═════ Given data

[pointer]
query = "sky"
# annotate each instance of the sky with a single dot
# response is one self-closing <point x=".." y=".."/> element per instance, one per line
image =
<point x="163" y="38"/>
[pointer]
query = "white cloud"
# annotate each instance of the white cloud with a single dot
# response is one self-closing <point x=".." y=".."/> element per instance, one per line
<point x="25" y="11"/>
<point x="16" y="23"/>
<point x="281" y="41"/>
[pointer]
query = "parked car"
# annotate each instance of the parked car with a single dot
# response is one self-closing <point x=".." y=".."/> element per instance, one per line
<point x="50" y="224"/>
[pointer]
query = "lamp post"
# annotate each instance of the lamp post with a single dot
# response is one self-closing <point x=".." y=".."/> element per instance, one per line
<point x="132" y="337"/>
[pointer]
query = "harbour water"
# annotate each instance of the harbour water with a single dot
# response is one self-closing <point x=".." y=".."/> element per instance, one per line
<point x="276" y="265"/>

══════════

**Task objective**
Show every line from the listing above that contains the string "post", treating uppercase and lowercase as different.

**Answer to the exercise**
query = "lamp post"
# annotate each instance of the lamp post with a single dot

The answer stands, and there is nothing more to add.